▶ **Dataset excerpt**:

--- --- ---

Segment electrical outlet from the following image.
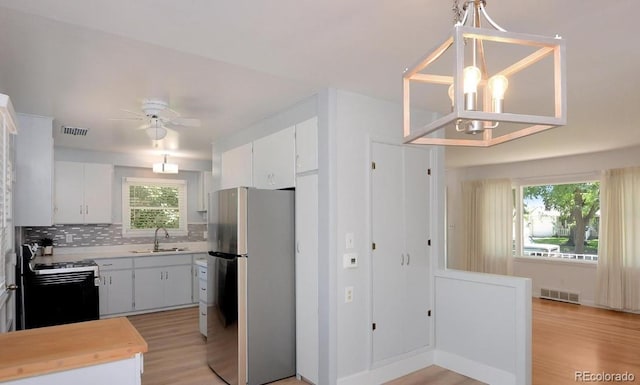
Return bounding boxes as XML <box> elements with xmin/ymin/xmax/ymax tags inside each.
<box><xmin>342</xmin><ymin>253</ymin><xmax>358</xmax><ymax>269</ymax></box>
<box><xmin>344</xmin><ymin>286</ymin><xmax>353</xmax><ymax>303</ymax></box>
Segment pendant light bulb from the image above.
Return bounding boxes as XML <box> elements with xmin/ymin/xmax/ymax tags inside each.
<box><xmin>489</xmin><ymin>75</ymin><xmax>509</xmax><ymax>99</ymax></box>
<box><xmin>462</xmin><ymin>66</ymin><xmax>482</xmax><ymax>94</ymax></box>
<box><xmin>448</xmin><ymin>84</ymin><xmax>455</xmax><ymax>107</ymax></box>
<box><xmin>489</xmin><ymin>75</ymin><xmax>509</xmax><ymax>112</ymax></box>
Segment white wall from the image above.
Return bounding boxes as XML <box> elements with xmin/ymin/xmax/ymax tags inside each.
<box><xmin>331</xmin><ymin>90</ymin><xmax>443</xmax><ymax>379</ymax></box>
<box><xmin>447</xmin><ymin>147</ymin><xmax>640</xmax><ymax>305</ymax></box>
<box><xmin>434</xmin><ymin>270</ymin><xmax>531</xmax><ymax>385</ymax></box>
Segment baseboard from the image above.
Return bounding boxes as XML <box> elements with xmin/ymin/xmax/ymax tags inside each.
<box><xmin>434</xmin><ymin>350</ymin><xmax>525</xmax><ymax>385</ymax></box>
<box><xmin>338</xmin><ymin>350</ymin><xmax>433</xmax><ymax>385</ymax></box>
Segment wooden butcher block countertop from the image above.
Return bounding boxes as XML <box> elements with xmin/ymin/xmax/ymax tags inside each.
<box><xmin>0</xmin><ymin>317</ymin><xmax>147</xmax><ymax>382</ymax></box>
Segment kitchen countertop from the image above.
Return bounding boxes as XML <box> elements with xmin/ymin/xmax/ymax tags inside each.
<box><xmin>0</xmin><ymin>317</ymin><xmax>148</xmax><ymax>382</ymax></box>
<box><xmin>38</xmin><ymin>242</ymin><xmax>208</xmax><ymax>262</ymax></box>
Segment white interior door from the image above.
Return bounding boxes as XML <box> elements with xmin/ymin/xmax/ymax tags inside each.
<box><xmin>295</xmin><ymin>174</ymin><xmax>319</xmax><ymax>384</ymax></box>
<box><xmin>402</xmin><ymin>147</ymin><xmax>431</xmax><ymax>351</ymax></box>
<box><xmin>371</xmin><ymin>143</ymin><xmax>405</xmax><ymax>361</ymax></box>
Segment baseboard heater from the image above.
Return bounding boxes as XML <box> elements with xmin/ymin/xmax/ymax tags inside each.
<box><xmin>540</xmin><ymin>288</ymin><xmax>580</xmax><ymax>304</ymax></box>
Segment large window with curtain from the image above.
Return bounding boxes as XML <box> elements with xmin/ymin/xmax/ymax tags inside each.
<box><xmin>596</xmin><ymin>167</ymin><xmax>640</xmax><ymax>312</ymax></box>
<box><xmin>514</xmin><ymin>180</ymin><xmax>600</xmax><ymax>261</ymax></box>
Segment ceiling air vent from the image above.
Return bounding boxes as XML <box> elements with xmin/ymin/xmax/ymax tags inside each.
<box><xmin>60</xmin><ymin>126</ymin><xmax>89</xmax><ymax>136</ymax></box>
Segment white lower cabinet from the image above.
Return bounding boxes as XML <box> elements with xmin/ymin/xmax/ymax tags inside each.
<box><xmin>371</xmin><ymin>143</ymin><xmax>432</xmax><ymax>362</ymax></box>
<box><xmin>197</xmin><ymin>266</ymin><xmax>209</xmax><ymax>337</ymax></box>
<box><xmin>134</xmin><ymin>255</ymin><xmax>193</xmax><ymax>311</ymax></box>
<box><xmin>96</xmin><ymin>258</ymin><xmax>134</xmax><ymax>317</ymax></box>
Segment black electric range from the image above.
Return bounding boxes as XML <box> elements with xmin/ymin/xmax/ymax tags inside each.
<box><xmin>24</xmin><ymin>260</ymin><xmax>100</xmax><ymax>329</ymax></box>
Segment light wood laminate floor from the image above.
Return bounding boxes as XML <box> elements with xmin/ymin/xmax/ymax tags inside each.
<box><xmin>129</xmin><ymin>299</ymin><xmax>640</xmax><ymax>385</ymax></box>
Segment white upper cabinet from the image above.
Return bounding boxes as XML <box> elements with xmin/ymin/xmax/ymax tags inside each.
<box><xmin>254</xmin><ymin>126</ymin><xmax>296</xmax><ymax>190</ymax></box>
<box><xmin>54</xmin><ymin>162</ymin><xmax>113</xmax><ymax>224</ymax></box>
<box><xmin>13</xmin><ymin>114</ymin><xmax>53</xmax><ymax>226</ymax></box>
<box><xmin>296</xmin><ymin>117</ymin><xmax>318</xmax><ymax>173</ymax></box>
<box><xmin>220</xmin><ymin>143</ymin><xmax>253</xmax><ymax>189</ymax></box>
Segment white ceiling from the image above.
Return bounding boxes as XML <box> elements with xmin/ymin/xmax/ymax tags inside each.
<box><xmin>0</xmin><ymin>0</ymin><xmax>640</xmax><ymax>167</ymax></box>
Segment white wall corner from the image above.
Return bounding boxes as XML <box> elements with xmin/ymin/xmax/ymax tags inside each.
<box><xmin>434</xmin><ymin>350</ymin><xmax>518</xmax><ymax>385</ymax></box>
<box><xmin>338</xmin><ymin>350</ymin><xmax>434</xmax><ymax>385</ymax></box>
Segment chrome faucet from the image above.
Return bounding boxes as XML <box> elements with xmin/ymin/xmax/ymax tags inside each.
<box><xmin>153</xmin><ymin>227</ymin><xmax>169</xmax><ymax>251</ymax></box>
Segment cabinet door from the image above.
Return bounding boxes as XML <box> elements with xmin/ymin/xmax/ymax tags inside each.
<box><xmin>403</xmin><ymin>147</ymin><xmax>431</xmax><ymax>351</ymax></box>
<box><xmin>134</xmin><ymin>267</ymin><xmax>165</xmax><ymax>310</ymax></box>
<box><xmin>296</xmin><ymin>117</ymin><xmax>318</xmax><ymax>173</ymax></box>
<box><xmin>253</xmin><ymin>126</ymin><xmax>295</xmax><ymax>189</ymax></box>
<box><xmin>191</xmin><ymin>263</ymin><xmax>200</xmax><ymax>303</ymax></box>
<box><xmin>295</xmin><ymin>174</ymin><xmax>319</xmax><ymax>384</ymax></box>
<box><xmin>163</xmin><ymin>265</ymin><xmax>192</xmax><ymax>306</ymax></box>
<box><xmin>220</xmin><ymin>143</ymin><xmax>253</xmax><ymax>189</ymax></box>
<box><xmin>105</xmin><ymin>270</ymin><xmax>133</xmax><ymax>314</ymax></box>
<box><xmin>84</xmin><ymin>163</ymin><xmax>113</xmax><ymax>223</ymax></box>
<box><xmin>54</xmin><ymin>162</ymin><xmax>84</xmax><ymax>224</ymax></box>
<box><xmin>98</xmin><ymin>271</ymin><xmax>109</xmax><ymax>317</ymax></box>
<box><xmin>11</xmin><ymin>114</ymin><xmax>55</xmax><ymax>226</ymax></box>
<box><xmin>371</xmin><ymin>143</ymin><xmax>406</xmax><ymax>361</ymax></box>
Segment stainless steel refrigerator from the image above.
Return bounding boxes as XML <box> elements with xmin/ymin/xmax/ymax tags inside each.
<box><xmin>207</xmin><ymin>187</ymin><xmax>296</xmax><ymax>385</ymax></box>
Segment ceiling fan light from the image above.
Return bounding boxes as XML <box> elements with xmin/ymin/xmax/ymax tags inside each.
<box><xmin>146</xmin><ymin>125</ymin><xmax>167</xmax><ymax>140</ymax></box>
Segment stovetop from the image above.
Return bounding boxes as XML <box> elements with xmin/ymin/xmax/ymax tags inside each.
<box><xmin>33</xmin><ymin>259</ymin><xmax>99</xmax><ymax>276</ymax></box>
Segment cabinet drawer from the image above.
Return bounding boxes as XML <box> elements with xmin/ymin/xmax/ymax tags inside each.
<box><xmin>134</xmin><ymin>254</ymin><xmax>191</xmax><ymax>268</ymax></box>
<box><xmin>95</xmin><ymin>258</ymin><xmax>133</xmax><ymax>271</ymax></box>
<box><xmin>198</xmin><ymin>280</ymin><xmax>207</xmax><ymax>303</ymax></box>
<box><xmin>198</xmin><ymin>302</ymin><xmax>207</xmax><ymax>337</ymax></box>
<box><xmin>198</xmin><ymin>266</ymin><xmax>207</xmax><ymax>280</ymax></box>
<box><xmin>198</xmin><ymin>302</ymin><xmax>207</xmax><ymax>317</ymax></box>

--- --- ---

▶ **What the task requires**:
Write out the records again starting at the line containing "Segment cabinet drawer from the image above." and ending at the last line of the records. Swap "cabinet drawer" for "drawer front" and leave everything else unchanged.

▶ **Full output**:
Segment drawer front from the image above.
Return bounding boxes as XML <box> elements with xmin/ymin/xmax/ymax tags inside each.
<box><xmin>134</xmin><ymin>254</ymin><xmax>191</xmax><ymax>268</ymax></box>
<box><xmin>95</xmin><ymin>258</ymin><xmax>133</xmax><ymax>271</ymax></box>
<box><xmin>198</xmin><ymin>280</ymin><xmax>207</xmax><ymax>303</ymax></box>
<box><xmin>198</xmin><ymin>302</ymin><xmax>207</xmax><ymax>337</ymax></box>
<box><xmin>198</xmin><ymin>266</ymin><xmax>207</xmax><ymax>280</ymax></box>
<box><xmin>198</xmin><ymin>302</ymin><xmax>207</xmax><ymax>317</ymax></box>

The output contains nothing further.